Squirrel hunters don't have to worry about disguising their scent, and while they should remain quite still, an occasional movement or whisper isn't likely to ruin the hunt.
"Also - and especially since we started opening the season in mid-September instead of early October, weather conditions tend to be very moderate," Johansen said. "When you have youngsters out there, it's a lot easier to teach the principles of woodsmanship when the kids are comfortable than when it's freezing cold and their teeth are chattering."
DNR officials caught some flak in 2011 when they went to the earlier opening day. Critics complained that female squirrels might be killed while they were still nursing pups born just weeks earlier.
Johansen said there is "no evidence that any effect on the population has taken place," although he acknowledged that agency biologists have no data to confirm that.
"Basically, squirrel populations are more dependent on mast abundance than on anything else," he explained. "If you have a good mast crop, with plenty of acorns and other nuts, squirrels will produce a lot of young for the following season."
Last year's mast crop was what DNR biologists call "spotty," meaning there were areas of abundance and areas of scarcity.
"Overall, squirrel populations should be pretty good this fall," Johansen said.
If anecdotal reports can be believed, squirrels could be extraordinarily plentiful next year. DNR biologists say beechnuts and hickory nuts, two early season squirrel staples, appear to be quite abundant. Ditto for walnuts, which squirrels tend to exploit a little later in the season. The acorn crop once again appears to be spotty.
Those observations will be confirmed or modified in late September, when DNR officials publish their annual Mast Report and Hunting Outlook.
By then, though, the season will have been open for a week or more. Hunters who head afield early in the season would be well advised to find nut-laden hickory or beech trees, since squirrels tend to concentrate on those species first.

Data items:

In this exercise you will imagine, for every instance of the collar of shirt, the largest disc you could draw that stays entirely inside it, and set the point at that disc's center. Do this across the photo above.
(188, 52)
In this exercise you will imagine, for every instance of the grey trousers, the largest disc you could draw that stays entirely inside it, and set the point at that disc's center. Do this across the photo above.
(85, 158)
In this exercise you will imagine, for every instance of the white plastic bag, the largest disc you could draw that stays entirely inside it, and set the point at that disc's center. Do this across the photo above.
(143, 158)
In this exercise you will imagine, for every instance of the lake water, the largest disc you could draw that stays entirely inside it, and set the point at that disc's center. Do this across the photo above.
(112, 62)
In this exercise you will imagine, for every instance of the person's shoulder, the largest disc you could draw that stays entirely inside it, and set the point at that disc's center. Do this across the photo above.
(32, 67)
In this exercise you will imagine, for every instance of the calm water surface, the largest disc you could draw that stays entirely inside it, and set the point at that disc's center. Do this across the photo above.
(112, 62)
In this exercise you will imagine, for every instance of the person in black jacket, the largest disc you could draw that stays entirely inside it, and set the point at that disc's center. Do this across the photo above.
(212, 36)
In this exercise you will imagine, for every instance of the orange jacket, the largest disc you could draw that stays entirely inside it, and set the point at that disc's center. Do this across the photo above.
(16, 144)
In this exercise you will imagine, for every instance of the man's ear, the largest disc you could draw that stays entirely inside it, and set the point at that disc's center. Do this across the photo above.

*Exercise*
Write out the squirrel hunting text from "Squirrel hunters don't" to "just weeks earlier.", changing "mid-September" to "early September". Work only from the squirrel hunting text and ignore the data items.

*Your response*
Squirrel hunters don't have to worry about disguising their scent, and while they should remain quite still, an occasional movement or whisper isn't likely to ruin the hunt.
"Also - and especially since we started opening the season in early September instead of early October, weather conditions tend to be very moderate," Johansen said. "When you have youngsters out there, it's a lot easier to teach the principles of woodsmanship when the kids are comfortable than when it's freezing cold and their teeth are chattering."
DNR officials caught some flak in 2011 when they went to the earlier opening day. Critics complained that female squirrels might be killed while they were still nursing pups born just weeks earlier.